━━ WORKING DATA

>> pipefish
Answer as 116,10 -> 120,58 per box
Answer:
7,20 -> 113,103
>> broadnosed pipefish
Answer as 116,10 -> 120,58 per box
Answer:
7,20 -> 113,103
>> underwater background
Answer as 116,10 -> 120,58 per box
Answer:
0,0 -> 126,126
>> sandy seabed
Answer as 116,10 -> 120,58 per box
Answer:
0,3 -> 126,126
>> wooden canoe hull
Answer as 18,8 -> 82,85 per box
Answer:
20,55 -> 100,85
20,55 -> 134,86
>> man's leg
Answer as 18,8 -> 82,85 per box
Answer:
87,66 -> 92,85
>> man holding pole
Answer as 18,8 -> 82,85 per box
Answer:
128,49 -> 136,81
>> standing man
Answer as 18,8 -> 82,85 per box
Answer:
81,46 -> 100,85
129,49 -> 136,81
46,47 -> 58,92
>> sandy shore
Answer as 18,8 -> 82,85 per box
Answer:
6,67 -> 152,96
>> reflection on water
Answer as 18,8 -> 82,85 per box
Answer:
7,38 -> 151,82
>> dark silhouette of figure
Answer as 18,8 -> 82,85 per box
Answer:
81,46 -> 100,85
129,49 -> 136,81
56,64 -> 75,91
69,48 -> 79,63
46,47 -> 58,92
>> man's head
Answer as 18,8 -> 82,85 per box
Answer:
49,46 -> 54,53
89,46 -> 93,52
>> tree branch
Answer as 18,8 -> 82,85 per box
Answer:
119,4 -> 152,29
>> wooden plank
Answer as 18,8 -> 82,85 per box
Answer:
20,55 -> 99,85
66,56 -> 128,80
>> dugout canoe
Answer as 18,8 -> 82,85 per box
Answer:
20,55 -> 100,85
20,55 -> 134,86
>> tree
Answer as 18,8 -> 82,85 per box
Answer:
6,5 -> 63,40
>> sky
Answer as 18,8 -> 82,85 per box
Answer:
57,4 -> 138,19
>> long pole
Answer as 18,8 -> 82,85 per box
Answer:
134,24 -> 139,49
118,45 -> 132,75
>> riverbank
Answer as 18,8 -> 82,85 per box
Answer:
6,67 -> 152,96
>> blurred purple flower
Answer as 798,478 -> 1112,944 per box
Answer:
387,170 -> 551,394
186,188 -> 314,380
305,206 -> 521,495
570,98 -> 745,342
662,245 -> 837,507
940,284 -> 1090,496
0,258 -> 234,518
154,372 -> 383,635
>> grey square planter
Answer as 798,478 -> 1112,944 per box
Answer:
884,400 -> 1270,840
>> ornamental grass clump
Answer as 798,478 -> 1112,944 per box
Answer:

━━━━

• EXERCISE
Reproduce only the stretch of the material from the line containing "wooden canoe hull" through the line containing "128,49 -> 136,81", substituting "gripping" for "holding" and leaving everything else unchanged.

• FINAL ANSWER
>> wooden canoe hull
Answer as 18,8 -> 82,85 per box
Answer:
20,55 -> 100,85
20,55 -> 134,86
>> man's leg
Answer as 18,8 -> 82,85 per box
Answer:
87,66 -> 92,85
>> man gripping pole
Answer as 18,8 -> 82,85 per box
Answer:
128,49 -> 136,81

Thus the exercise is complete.